> [Input for this task]:
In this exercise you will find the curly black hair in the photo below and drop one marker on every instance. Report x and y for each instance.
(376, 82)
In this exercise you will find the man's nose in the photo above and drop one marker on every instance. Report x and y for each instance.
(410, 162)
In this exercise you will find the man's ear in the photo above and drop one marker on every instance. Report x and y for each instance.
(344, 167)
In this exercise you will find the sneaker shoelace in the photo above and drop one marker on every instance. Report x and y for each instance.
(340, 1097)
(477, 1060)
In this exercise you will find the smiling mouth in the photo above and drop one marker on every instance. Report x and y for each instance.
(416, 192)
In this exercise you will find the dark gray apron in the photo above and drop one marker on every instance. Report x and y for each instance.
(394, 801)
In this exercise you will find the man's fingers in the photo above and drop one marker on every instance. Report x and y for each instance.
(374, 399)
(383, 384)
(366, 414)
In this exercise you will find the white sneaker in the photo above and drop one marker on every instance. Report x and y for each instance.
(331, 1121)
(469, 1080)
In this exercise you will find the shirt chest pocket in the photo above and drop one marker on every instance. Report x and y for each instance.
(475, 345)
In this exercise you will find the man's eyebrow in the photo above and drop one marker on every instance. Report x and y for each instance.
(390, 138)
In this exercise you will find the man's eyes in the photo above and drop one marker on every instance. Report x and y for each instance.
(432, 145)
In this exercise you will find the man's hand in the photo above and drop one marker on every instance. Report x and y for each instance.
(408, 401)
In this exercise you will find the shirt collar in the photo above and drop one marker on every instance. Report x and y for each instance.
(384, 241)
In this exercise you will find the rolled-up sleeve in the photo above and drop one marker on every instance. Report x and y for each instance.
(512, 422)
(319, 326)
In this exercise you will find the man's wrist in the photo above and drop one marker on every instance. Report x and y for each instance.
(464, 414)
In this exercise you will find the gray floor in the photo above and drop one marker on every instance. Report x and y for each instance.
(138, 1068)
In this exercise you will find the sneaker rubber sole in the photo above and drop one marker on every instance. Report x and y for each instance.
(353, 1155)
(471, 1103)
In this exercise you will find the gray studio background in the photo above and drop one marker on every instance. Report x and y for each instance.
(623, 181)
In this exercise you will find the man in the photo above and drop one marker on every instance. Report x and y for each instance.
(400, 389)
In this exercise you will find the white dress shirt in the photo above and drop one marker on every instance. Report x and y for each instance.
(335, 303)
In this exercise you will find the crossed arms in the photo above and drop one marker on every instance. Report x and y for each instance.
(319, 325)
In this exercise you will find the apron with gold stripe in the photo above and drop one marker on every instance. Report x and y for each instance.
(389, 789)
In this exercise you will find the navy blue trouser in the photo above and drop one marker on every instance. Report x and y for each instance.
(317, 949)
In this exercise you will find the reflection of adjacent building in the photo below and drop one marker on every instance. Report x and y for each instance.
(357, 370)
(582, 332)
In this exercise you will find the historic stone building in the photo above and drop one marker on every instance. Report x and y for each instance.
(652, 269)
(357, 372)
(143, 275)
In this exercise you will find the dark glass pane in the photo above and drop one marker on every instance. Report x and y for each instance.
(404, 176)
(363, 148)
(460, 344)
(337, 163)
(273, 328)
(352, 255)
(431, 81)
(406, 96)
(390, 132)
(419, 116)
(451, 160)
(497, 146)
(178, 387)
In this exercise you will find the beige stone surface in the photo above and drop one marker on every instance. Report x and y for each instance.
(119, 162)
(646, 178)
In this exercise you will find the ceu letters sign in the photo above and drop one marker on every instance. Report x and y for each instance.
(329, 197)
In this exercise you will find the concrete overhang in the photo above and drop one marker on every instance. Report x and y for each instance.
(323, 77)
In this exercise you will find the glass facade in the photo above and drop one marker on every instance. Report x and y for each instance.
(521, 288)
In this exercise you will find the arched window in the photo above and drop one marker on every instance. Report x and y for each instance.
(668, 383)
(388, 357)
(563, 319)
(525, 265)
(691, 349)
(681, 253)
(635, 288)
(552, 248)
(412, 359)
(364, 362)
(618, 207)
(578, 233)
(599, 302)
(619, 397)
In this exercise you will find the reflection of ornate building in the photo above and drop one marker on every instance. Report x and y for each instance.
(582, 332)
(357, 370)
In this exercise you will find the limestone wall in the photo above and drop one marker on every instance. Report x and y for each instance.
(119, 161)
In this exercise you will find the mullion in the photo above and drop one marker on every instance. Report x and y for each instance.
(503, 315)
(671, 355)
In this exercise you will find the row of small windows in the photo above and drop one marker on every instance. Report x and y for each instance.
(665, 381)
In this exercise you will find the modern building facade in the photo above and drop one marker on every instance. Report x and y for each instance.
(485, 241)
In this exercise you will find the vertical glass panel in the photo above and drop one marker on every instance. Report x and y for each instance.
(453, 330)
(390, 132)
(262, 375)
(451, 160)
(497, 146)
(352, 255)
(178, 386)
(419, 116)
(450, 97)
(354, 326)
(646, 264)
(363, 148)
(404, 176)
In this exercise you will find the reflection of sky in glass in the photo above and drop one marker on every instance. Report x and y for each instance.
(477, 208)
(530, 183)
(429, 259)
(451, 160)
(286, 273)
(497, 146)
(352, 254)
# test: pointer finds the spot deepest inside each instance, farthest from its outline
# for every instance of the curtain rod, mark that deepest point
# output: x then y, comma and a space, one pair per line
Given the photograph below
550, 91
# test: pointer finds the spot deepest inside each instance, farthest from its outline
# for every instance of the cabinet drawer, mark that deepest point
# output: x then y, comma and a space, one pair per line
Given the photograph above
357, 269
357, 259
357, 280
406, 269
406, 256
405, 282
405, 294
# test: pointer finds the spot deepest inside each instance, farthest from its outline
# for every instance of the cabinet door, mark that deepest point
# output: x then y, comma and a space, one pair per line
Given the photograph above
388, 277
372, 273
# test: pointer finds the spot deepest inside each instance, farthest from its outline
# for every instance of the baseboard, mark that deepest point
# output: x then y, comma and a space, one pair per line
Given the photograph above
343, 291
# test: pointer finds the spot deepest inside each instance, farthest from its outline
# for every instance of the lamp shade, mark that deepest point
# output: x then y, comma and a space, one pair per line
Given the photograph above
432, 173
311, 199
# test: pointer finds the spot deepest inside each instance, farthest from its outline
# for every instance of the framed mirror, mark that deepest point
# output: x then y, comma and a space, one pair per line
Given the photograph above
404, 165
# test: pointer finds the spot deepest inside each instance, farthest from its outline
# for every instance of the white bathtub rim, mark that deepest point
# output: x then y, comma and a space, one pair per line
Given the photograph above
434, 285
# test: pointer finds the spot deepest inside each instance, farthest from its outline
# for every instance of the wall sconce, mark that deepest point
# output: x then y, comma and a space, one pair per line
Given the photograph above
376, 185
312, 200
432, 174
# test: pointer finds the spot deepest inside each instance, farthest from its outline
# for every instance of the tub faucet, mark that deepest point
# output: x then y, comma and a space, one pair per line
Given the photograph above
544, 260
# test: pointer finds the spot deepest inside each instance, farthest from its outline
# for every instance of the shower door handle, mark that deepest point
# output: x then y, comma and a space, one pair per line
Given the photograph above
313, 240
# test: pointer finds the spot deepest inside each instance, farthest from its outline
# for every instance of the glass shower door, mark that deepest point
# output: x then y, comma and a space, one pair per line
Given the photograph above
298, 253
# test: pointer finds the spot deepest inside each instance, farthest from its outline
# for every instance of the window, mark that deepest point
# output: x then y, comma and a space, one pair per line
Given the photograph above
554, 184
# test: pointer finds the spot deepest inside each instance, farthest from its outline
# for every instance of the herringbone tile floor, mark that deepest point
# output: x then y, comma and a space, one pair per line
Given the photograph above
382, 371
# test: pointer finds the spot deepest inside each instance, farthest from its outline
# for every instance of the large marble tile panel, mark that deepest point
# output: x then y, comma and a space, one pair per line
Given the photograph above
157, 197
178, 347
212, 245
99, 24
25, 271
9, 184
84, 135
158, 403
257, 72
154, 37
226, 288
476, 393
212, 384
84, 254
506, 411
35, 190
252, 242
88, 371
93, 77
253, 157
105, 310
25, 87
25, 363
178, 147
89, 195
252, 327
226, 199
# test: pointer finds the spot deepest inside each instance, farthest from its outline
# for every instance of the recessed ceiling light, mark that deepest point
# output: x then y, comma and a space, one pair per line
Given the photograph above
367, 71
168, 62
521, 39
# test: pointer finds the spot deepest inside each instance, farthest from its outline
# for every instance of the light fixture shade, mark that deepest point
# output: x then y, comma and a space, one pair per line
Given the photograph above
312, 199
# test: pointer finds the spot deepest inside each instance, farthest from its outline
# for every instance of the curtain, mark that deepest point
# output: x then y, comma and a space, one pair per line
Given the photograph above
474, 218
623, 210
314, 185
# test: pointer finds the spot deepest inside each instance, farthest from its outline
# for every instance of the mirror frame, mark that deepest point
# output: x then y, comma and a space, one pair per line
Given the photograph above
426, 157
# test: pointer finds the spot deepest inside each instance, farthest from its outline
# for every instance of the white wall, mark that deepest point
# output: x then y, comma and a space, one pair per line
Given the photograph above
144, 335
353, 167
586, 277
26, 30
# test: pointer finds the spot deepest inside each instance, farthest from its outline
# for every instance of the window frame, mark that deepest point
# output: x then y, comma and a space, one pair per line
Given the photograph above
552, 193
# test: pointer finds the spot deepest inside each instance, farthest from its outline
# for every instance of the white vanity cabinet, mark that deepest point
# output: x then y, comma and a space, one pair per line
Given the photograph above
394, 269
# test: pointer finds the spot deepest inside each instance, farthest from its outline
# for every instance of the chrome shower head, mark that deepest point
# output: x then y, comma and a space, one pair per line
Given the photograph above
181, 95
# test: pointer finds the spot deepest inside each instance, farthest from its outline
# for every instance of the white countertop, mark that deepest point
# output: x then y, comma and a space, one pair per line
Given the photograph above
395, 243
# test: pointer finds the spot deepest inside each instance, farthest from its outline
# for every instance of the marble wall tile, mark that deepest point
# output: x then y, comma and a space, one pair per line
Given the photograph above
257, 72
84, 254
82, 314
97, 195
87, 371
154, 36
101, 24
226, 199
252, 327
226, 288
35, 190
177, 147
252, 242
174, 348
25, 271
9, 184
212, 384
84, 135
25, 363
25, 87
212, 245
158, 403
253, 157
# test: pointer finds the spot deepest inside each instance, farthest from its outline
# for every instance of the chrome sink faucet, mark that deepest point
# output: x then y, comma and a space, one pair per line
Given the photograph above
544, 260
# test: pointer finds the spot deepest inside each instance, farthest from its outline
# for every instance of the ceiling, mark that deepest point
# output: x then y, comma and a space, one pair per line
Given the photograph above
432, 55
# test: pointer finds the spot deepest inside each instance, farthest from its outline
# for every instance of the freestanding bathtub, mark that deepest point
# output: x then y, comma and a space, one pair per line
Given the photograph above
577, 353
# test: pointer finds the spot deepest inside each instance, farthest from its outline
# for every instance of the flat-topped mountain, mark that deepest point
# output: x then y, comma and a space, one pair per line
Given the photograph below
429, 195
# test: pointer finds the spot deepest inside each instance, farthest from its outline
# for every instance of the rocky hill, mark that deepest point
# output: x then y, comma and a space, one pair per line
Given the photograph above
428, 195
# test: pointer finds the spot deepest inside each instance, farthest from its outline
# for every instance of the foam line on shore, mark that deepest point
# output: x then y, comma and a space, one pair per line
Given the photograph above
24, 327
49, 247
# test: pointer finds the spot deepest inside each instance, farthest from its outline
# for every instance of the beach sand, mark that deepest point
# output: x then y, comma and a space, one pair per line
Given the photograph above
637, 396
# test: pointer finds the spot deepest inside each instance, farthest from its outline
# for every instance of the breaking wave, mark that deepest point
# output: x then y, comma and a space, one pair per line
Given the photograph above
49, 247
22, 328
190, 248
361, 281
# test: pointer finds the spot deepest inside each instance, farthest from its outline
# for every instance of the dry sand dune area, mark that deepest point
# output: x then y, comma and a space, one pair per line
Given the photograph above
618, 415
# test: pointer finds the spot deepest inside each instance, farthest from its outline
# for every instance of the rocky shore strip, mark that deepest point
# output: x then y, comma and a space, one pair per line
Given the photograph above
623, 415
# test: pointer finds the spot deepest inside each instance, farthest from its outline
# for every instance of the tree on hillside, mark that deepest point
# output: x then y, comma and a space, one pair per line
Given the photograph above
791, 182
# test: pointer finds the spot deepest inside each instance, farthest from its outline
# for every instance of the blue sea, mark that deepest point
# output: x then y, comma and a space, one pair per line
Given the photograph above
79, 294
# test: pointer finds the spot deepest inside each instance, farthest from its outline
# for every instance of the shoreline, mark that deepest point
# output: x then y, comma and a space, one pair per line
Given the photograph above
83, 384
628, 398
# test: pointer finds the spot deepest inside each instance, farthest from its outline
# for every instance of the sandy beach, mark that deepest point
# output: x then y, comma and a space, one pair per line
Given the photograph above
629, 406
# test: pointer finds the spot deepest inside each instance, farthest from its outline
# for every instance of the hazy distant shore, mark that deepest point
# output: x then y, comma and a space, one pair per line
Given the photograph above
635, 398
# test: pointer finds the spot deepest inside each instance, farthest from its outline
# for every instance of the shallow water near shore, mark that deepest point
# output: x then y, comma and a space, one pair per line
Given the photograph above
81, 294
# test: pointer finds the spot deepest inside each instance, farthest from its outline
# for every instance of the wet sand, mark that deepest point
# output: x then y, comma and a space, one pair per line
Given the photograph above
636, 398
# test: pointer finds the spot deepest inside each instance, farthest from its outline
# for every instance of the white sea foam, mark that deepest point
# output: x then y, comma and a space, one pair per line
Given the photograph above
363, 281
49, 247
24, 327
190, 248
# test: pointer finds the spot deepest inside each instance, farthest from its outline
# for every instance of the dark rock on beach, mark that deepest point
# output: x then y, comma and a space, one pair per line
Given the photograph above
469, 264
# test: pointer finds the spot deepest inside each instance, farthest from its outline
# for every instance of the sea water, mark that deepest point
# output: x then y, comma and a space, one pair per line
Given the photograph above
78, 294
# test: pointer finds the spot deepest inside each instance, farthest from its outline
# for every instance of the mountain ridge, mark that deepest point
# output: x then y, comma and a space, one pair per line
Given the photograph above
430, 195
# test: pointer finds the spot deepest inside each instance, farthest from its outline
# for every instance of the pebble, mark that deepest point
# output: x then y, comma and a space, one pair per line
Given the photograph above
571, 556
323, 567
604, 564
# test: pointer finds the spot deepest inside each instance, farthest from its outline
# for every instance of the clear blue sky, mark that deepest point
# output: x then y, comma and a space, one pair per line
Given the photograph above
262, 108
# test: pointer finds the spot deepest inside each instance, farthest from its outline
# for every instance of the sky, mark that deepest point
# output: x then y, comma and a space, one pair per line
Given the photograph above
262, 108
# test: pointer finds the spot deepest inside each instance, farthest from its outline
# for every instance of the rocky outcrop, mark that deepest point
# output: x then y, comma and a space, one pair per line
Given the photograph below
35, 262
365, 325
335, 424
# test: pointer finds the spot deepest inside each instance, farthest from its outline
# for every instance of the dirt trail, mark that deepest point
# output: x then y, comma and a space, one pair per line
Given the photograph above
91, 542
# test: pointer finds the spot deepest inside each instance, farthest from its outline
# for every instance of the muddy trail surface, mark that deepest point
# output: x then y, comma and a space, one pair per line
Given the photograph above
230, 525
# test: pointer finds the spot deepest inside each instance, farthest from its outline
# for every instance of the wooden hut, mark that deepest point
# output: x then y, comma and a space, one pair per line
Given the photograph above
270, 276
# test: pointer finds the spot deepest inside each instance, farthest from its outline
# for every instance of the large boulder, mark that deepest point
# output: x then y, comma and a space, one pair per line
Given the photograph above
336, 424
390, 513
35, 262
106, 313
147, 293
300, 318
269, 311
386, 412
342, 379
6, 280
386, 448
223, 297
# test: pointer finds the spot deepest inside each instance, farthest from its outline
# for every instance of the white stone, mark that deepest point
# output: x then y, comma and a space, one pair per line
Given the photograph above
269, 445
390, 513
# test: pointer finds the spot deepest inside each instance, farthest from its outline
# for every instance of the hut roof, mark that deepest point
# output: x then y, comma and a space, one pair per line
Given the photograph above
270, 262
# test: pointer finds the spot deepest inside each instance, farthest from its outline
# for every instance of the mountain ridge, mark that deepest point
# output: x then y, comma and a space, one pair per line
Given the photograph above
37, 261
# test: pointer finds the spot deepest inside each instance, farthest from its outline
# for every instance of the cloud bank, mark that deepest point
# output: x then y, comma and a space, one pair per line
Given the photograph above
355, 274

> [Required work]: Filter the records above for lines containing the word "water", and copy those lines.

> [Task solution]:
# for every instance of the shallow water near shore, mark that deepest point
# for every instance of the sea water, mark that deepest point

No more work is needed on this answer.